◆ PROBLEM REQUIREMENTS
Take the line that contains "Pass the picture above and point out the house" and each one after it through the last line below, and retype them exactly. Leave out the pictures.

◆ DATA FOR REVIEW
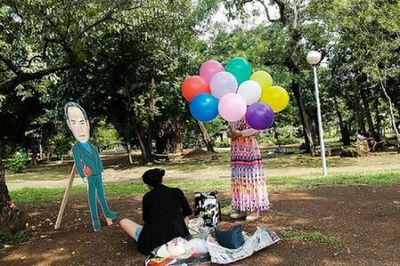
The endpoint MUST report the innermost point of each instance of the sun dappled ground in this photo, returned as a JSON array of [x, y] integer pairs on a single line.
[[346, 218], [205, 165], [344, 225]]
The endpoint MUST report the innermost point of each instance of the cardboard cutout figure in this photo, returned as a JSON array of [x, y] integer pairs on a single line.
[[87, 162]]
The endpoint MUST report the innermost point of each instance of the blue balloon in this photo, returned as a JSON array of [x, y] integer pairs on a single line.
[[260, 116], [204, 107]]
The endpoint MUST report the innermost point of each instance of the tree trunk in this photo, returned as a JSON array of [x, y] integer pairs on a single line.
[[144, 145], [343, 128], [206, 138], [12, 220], [392, 118], [360, 118], [367, 112], [378, 120], [151, 114]]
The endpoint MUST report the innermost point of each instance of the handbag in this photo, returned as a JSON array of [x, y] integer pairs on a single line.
[[229, 236]]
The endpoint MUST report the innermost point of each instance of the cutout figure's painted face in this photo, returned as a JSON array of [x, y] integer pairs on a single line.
[[78, 124]]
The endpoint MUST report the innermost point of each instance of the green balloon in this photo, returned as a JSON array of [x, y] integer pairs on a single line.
[[240, 68]]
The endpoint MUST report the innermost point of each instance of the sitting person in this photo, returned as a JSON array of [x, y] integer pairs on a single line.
[[165, 214]]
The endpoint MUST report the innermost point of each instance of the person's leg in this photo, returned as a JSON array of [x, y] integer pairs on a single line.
[[93, 203], [103, 203], [131, 228]]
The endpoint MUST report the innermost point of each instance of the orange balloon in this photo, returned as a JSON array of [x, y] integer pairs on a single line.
[[194, 85]]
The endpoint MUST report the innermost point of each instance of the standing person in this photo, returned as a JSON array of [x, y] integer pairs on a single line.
[[165, 214], [249, 191], [87, 162]]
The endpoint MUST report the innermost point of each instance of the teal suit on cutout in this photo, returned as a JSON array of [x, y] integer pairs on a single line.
[[89, 157]]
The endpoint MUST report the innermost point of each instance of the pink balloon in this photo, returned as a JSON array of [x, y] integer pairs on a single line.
[[209, 68], [232, 107]]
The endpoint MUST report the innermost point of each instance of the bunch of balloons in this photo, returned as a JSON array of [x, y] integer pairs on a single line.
[[233, 92]]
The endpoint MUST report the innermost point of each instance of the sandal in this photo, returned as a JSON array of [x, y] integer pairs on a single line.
[[238, 215]]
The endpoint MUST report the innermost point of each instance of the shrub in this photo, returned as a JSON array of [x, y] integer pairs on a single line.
[[17, 163], [223, 144]]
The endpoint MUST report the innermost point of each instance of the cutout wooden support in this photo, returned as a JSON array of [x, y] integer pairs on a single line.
[[65, 199]]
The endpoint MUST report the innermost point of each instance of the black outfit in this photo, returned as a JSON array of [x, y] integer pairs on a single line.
[[164, 210]]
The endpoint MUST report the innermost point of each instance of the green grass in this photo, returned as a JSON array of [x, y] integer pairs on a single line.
[[315, 236], [316, 180], [42, 172], [36, 195], [201, 163]]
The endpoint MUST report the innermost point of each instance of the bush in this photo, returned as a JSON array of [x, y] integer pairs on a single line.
[[289, 140], [17, 163], [223, 144]]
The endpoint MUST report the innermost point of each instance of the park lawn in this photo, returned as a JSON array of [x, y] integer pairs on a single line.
[[43, 195], [206, 162]]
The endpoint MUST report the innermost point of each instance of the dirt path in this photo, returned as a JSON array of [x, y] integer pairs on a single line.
[[353, 225], [112, 176]]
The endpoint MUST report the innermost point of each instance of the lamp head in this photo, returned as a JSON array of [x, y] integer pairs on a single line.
[[313, 57]]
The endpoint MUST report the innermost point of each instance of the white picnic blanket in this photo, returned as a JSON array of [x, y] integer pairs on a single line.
[[262, 238]]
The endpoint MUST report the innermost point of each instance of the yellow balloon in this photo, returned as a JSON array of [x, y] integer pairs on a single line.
[[262, 78], [276, 97]]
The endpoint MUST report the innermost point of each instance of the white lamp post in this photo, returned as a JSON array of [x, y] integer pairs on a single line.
[[313, 58]]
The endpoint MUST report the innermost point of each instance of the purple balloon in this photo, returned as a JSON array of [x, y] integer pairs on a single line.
[[260, 116]]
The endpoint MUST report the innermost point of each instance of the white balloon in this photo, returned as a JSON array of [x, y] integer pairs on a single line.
[[223, 83], [250, 90]]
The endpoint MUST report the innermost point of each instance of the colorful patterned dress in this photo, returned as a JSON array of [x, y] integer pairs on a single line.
[[249, 191]]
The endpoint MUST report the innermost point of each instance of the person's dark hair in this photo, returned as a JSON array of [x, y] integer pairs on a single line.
[[153, 177], [73, 104]]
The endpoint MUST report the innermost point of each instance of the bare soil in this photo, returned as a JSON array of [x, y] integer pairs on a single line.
[[363, 220]]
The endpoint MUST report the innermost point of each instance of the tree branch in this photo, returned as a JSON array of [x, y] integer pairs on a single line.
[[10, 65], [267, 12], [281, 6], [9, 85]]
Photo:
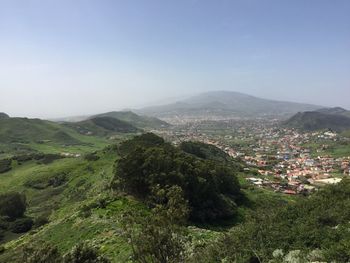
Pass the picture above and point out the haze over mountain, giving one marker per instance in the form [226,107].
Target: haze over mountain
[227,104]
[336,119]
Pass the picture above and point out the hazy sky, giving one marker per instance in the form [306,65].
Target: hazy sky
[70,57]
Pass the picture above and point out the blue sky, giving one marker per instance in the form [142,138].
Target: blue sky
[69,57]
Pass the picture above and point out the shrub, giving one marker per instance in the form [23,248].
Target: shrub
[5,165]
[210,187]
[44,254]
[91,157]
[22,225]
[12,204]
[83,253]
[41,221]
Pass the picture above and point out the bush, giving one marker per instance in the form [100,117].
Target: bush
[82,253]
[5,165]
[45,254]
[41,221]
[12,204]
[210,187]
[22,225]
[91,157]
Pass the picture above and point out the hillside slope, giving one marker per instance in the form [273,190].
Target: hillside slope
[3,115]
[135,120]
[23,135]
[316,120]
[102,126]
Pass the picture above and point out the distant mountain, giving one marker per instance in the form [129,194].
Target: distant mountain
[135,120]
[3,115]
[335,110]
[335,119]
[226,104]
[101,126]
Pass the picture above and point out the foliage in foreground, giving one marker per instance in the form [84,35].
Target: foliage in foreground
[81,253]
[210,187]
[159,236]
[317,228]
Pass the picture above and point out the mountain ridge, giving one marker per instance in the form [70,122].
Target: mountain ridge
[336,119]
[227,104]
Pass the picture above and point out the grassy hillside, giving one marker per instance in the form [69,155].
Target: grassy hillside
[22,135]
[3,115]
[75,195]
[136,120]
[73,207]
[102,126]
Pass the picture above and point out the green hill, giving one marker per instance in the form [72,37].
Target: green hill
[316,120]
[102,126]
[136,120]
[24,130]
[23,135]
[3,115]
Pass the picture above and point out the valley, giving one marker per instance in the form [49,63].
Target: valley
[71,175]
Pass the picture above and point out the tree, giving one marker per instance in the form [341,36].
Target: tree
[45,254]
[83,253]
[12,204]
[210,187]
[159,237]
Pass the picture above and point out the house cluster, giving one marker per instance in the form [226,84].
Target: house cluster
[282,159]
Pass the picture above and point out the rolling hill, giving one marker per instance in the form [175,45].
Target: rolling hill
[23,135]
[3,115]
[24,130]
[102,126]
[226,104]
[329,118]
[135,120]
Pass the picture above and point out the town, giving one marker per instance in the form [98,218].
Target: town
[277,158]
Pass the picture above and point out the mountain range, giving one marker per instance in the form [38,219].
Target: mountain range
[336,119]
[226,104]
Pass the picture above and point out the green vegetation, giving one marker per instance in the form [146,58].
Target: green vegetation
[102,126]
[210,187]
[159,236]
[138,201]
[272,232]
[316,120]
[20,136]
[82,253]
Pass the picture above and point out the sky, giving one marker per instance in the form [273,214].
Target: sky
[75,57]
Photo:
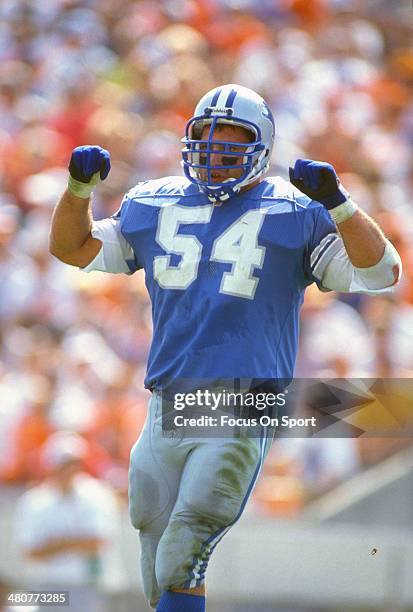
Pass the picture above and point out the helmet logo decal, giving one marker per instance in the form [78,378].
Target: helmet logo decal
[231,98]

◆ YOUR SOLUTION
Pass the picture above and point out the house cluster, giving one marker per instance in the form [226,84].
Target: house cluster
[282,159]
Pass the picture above and point out the rolling hill, giving one marker per instance in the form [175,45].
Target: rolling hill
[23,135]
[3,115]
[24,130]
[102,126]
[226,104]
[329,118]
[135,120]
Pass the picture above and point out the town, giving one marker per instance in the form [98,218].
Target: town
[277,158]
Pass the picture above and point out the mountain range, giving one marker per instance in the form [38,219].
Target: mountain range
[336,119]
[226,104]
Pass the picture above and point out the green vegetation, giving one marker per instance in the form [146,58].
Target: green vegetation
[102,126]
[210,187]
[159,236]
[138,201]
[272,232]
[316,120]
[20,136]
[82,253]
Pass the picture above and point out the sky, giving one marker per instance in the form [273,214].
Target: sky
[75,57]
Photo:
Pass the picture above and point out the helmet logo decal, giving one marker per instance in the form [78,378].
Target: helmet logo decal
[231,98]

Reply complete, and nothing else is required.